PROBLEM TO WORK ON: Tell how many lines in the data below contain "stem", using one number as the whole reply.

Point localization data
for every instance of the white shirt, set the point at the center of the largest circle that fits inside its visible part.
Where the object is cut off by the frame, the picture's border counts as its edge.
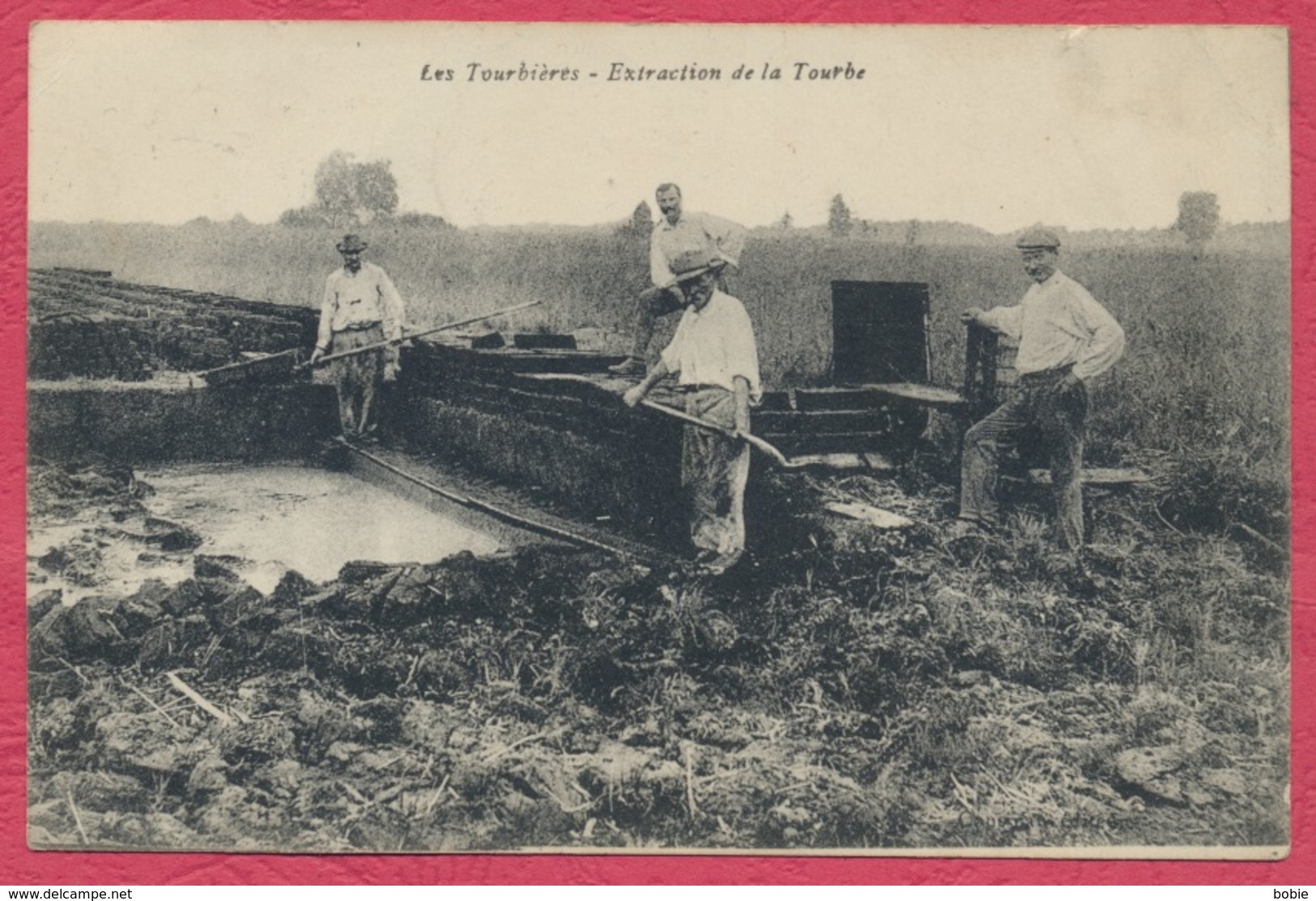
(692, 231)
(716, 345)
(1057, 323)
(357, 298)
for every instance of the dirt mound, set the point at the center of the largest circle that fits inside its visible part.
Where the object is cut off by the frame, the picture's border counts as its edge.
(849, 688)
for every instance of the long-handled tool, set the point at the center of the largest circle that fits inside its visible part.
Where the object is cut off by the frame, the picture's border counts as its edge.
(825, 460)
(288, 362)
(736, 435)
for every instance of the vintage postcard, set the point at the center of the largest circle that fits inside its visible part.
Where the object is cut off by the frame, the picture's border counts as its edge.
(670, 438)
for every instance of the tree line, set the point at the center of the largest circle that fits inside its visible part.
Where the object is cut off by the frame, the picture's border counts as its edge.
(349, 194)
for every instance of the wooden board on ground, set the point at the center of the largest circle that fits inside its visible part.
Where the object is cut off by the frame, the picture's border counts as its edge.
(1097, 476)
(867, 513)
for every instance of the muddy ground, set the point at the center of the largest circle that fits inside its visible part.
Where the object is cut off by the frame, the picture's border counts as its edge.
(845, 688)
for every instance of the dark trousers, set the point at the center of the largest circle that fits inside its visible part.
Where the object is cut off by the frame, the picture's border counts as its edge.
(1057, 412)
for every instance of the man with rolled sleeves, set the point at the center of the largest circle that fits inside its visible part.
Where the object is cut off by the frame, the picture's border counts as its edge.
(677, 233)
(1065, 340)
(361, 307)
(716, 360)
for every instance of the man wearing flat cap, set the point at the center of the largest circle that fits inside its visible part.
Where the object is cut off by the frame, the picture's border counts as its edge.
(716, 361)
(678, 232)
(1065, 340)
(361, 307)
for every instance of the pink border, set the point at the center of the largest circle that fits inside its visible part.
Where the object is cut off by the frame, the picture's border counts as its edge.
(61, 869)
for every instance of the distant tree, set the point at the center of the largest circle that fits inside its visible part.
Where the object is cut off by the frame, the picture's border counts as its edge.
(421, 220)
(838, 218)
(1199, 216)
(353, 193)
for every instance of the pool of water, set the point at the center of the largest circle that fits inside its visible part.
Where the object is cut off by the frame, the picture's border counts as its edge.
(271, 519)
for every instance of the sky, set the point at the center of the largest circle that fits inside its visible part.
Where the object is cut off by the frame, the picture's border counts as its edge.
(995, 126)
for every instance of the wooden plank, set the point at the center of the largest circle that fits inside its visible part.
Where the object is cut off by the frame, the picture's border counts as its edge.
(928, 395)
(867, 513)
(1097, 476)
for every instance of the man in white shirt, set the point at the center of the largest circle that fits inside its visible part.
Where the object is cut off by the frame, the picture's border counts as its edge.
(361, 307)
(716, 360)
(675, 233)
(1065, 339)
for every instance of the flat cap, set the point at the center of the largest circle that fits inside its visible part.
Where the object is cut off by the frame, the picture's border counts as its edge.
(1038, 237)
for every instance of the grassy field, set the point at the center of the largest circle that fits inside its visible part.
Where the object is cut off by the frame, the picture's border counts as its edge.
(1207, 364)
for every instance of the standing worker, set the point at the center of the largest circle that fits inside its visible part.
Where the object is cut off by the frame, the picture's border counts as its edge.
(716, 359)
(675, 233)
(361, 307)
(1065, 339)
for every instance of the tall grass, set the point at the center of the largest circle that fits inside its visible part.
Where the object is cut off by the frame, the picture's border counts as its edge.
(1207, 361)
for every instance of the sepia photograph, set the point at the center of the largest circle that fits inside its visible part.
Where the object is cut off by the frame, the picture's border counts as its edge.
(644, 439)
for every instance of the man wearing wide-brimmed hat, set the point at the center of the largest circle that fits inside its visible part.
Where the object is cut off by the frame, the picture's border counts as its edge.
(716, 360)
(675, 233)
(1065, 340)
(361, 307)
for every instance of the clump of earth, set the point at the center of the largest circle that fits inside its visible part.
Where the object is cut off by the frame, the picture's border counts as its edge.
(846, 686)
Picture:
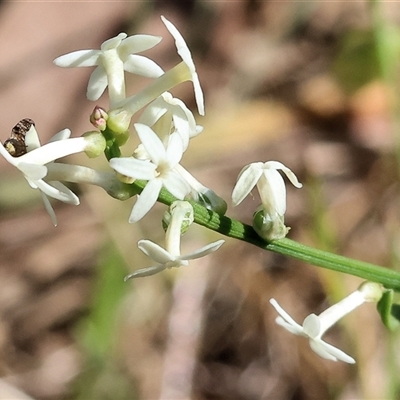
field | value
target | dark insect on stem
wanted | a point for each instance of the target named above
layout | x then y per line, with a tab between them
15	145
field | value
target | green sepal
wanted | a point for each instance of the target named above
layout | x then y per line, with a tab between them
389	312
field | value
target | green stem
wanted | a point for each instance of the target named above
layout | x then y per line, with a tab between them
238	230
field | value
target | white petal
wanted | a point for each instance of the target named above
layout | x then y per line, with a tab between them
137	44
288	172
33	171
338	310
56	193
141	273
12	160
312	326
153	112
151	143
80	58
198	93
97	83
70	197
180	44
272	191
113	42
155	252
143	66
174	150
62	135
329	352
32	140
286	320
210	248
186	56
247	179
137	169
146	200
54	150
49	209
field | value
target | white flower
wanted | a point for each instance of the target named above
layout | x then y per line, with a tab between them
184	71
33	164
181	216
271	187
115	56
170	114
158	170
315	326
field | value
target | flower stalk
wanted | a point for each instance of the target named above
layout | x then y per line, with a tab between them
238	230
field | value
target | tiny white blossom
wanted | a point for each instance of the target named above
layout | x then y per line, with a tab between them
170	114
184	71
271	187
33	164
315	326
181	215
115	56
202	194
158	170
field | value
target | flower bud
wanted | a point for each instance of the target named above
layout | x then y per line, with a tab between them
95	143
99	118
118	121
269	227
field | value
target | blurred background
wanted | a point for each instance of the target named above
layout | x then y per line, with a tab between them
311	84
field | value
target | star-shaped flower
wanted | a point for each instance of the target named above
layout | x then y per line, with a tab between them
33	164
315	326
167	260
271	187
158	170
115	56
184	71
170	114
181	216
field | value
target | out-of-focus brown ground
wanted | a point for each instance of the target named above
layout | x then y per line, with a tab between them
207	332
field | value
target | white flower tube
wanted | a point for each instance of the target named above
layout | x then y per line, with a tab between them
269	218
115	56
181	217
315	326
33	163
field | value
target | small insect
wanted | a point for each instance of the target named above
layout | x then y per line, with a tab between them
15	145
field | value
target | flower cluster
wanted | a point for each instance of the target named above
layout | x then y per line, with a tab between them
165	128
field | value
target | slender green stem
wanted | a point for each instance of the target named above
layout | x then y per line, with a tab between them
238	230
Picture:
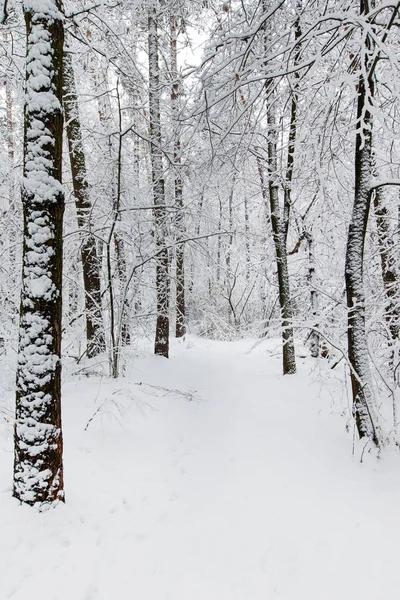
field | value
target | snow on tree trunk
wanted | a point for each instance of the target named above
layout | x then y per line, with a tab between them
38	466
161	345
289	359
180	327
95	338
361	380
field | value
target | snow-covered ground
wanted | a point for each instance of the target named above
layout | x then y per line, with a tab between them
215	479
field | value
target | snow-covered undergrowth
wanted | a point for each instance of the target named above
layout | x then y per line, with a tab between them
209	477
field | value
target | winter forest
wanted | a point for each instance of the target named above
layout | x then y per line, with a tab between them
199	299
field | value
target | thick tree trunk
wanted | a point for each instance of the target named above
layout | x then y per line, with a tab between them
161	344
38	466
90	263
361	380
180	326
390	276
314	335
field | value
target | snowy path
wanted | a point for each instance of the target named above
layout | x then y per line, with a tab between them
247	492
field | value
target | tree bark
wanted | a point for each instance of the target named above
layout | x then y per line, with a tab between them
95	336
180	325
279	236
360	374
161	344
38	465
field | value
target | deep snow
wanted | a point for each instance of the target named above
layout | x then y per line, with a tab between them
238	484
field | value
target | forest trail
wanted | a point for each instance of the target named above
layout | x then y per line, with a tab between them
208	476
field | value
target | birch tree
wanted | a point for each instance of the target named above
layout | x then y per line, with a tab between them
161	344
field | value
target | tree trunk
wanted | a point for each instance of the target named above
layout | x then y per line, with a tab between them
314	335
390	275
360	374
90	263
161	344
180	326
38	465
279	236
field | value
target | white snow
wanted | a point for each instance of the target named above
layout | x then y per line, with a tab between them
215	479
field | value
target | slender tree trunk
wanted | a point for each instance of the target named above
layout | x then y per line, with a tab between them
95	336
279	236
361	380
287	200
180	326
38	465
390	278
161	344
314	335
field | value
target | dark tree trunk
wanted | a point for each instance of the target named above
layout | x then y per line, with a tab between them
90	262
38	465
161	344
360	374
180	325
390	276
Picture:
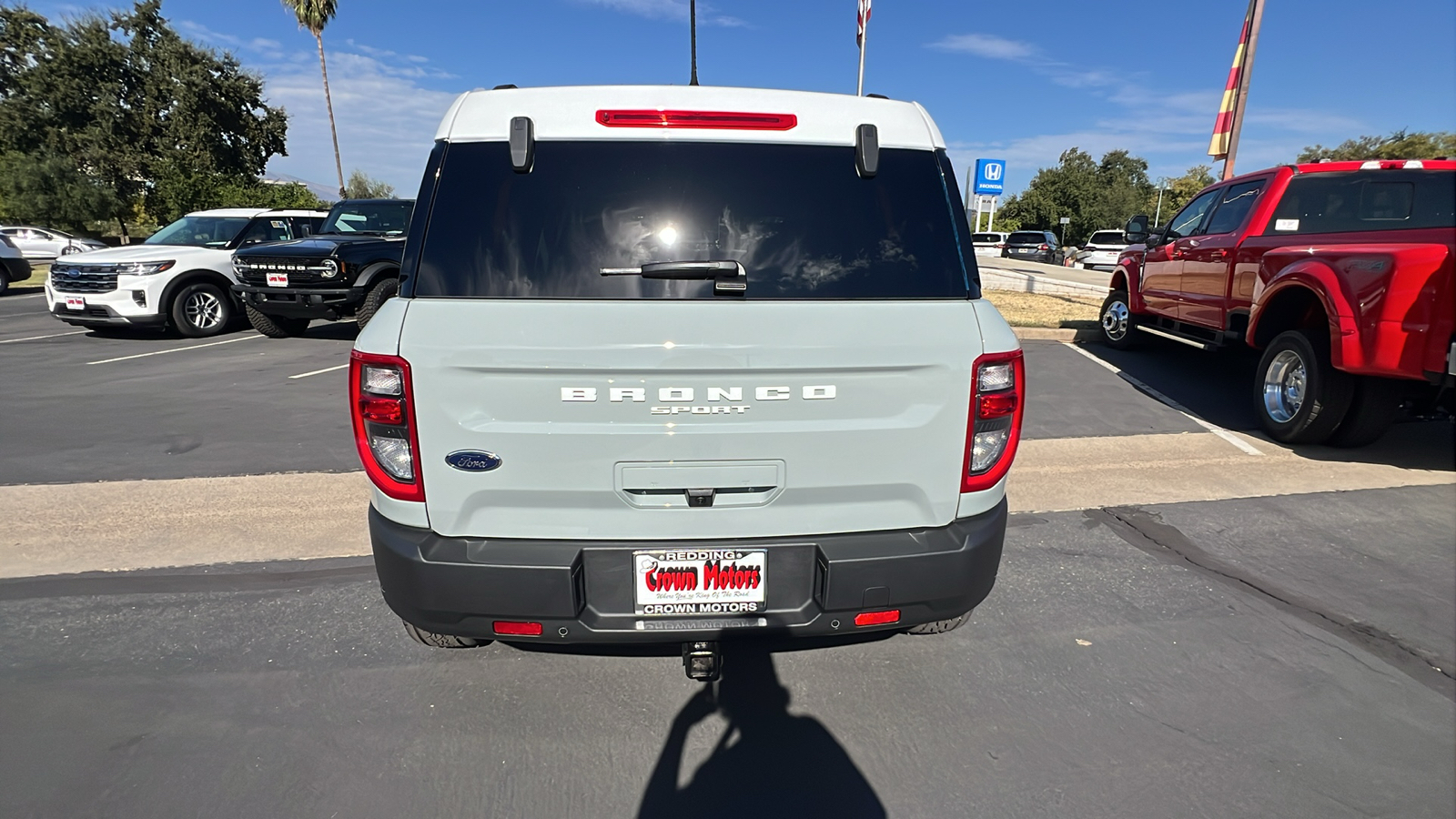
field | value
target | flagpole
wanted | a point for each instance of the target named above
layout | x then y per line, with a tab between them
1245	72
864	36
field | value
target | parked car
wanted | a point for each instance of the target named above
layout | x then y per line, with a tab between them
181	276
989	244
1343	274
1103	249
46	244
673	363
349	267
1033	245
14	267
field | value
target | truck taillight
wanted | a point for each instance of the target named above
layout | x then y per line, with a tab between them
994	429
385	424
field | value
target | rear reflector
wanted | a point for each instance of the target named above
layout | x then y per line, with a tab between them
877	618
513	629
724	120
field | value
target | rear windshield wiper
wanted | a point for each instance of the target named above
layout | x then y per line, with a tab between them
728	278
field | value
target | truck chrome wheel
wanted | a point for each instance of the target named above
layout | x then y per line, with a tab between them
1114	321
203	309
1285	385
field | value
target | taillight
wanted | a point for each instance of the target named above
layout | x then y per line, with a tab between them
994	429
385	424
724	120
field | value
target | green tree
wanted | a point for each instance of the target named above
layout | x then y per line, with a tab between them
361	187
131	106
1178	193
1401	145
1092	194
315	15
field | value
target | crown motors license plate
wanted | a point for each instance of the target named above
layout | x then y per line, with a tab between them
699	581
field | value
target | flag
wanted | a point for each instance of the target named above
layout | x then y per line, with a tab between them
1223	126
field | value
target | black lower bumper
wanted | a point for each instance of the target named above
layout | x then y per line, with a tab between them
302	302
582	591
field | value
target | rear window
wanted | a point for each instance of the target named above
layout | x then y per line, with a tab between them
1366	200
798	217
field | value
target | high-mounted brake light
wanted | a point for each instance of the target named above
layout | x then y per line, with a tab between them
383	413
994	428
723	120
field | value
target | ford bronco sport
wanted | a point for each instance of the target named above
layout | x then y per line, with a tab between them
683	365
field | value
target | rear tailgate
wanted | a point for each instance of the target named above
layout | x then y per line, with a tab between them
804	419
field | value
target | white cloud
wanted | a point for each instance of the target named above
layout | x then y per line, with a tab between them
987	46
674	11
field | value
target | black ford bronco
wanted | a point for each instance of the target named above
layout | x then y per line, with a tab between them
349	268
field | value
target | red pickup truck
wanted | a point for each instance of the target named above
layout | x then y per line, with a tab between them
1340	271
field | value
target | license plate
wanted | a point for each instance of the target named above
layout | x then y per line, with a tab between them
699	581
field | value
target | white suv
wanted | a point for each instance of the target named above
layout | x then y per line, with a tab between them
670	363
181	274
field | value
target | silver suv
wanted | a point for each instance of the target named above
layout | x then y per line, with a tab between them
677	363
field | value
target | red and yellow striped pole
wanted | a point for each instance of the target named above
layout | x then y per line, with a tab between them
1225	142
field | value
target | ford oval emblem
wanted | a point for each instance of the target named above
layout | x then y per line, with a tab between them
470	460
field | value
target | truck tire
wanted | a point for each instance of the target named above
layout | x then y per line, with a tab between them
441	640
1372	411
382	292
276	327
1299	395
1118	321
941	625
201	309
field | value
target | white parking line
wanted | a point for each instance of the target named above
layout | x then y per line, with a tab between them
174	350
40	337
1171	404
318	372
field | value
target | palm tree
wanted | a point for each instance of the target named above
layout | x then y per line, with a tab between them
313	15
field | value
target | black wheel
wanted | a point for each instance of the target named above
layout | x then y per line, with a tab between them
1118	321
441	640
201	309
274	327
941	625
382	292
1372	411
1300	395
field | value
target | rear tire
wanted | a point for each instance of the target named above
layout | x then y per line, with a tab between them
201	309
1118	322
941	625
274	327
1372	411
441	640
1300	397
382	292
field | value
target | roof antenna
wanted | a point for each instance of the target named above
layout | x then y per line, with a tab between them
692	25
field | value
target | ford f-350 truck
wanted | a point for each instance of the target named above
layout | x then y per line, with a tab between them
1340	271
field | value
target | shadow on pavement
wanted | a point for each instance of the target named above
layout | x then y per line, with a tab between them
769	763
1218	387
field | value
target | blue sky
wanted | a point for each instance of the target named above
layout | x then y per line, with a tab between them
1012	80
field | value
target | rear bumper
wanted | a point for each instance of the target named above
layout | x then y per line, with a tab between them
581	591
302	302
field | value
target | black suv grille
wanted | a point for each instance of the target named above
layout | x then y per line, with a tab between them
84	278
254	270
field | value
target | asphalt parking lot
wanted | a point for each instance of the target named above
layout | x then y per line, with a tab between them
1263	647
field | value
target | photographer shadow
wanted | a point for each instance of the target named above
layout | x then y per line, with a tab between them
766	763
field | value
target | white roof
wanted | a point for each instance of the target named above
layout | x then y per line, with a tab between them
570	113
252	212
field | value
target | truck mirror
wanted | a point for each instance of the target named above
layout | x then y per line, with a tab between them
1136	229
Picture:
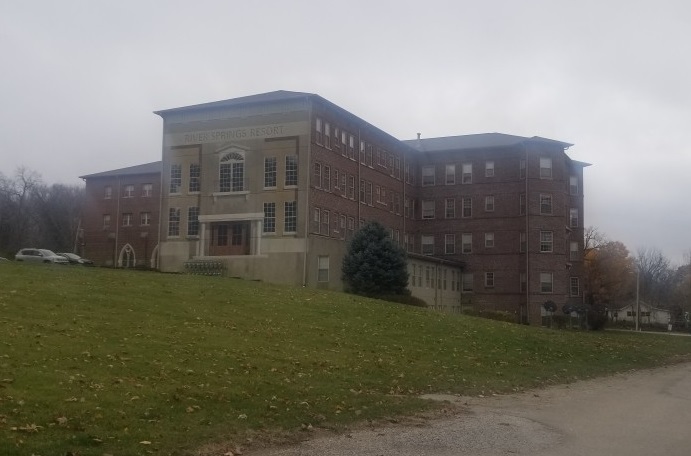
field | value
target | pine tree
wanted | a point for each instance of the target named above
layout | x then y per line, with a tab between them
374	265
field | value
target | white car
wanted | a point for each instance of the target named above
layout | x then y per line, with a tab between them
40	256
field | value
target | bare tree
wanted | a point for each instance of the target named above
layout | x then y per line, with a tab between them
656	276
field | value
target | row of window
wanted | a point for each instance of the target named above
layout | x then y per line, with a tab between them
427	244
465	281
429	173
368	154
429	208
232	176
128	219
128	191
270	217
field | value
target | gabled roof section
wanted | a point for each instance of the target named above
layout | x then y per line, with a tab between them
147	168
268	97
477	141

RESPONSE AREA: 3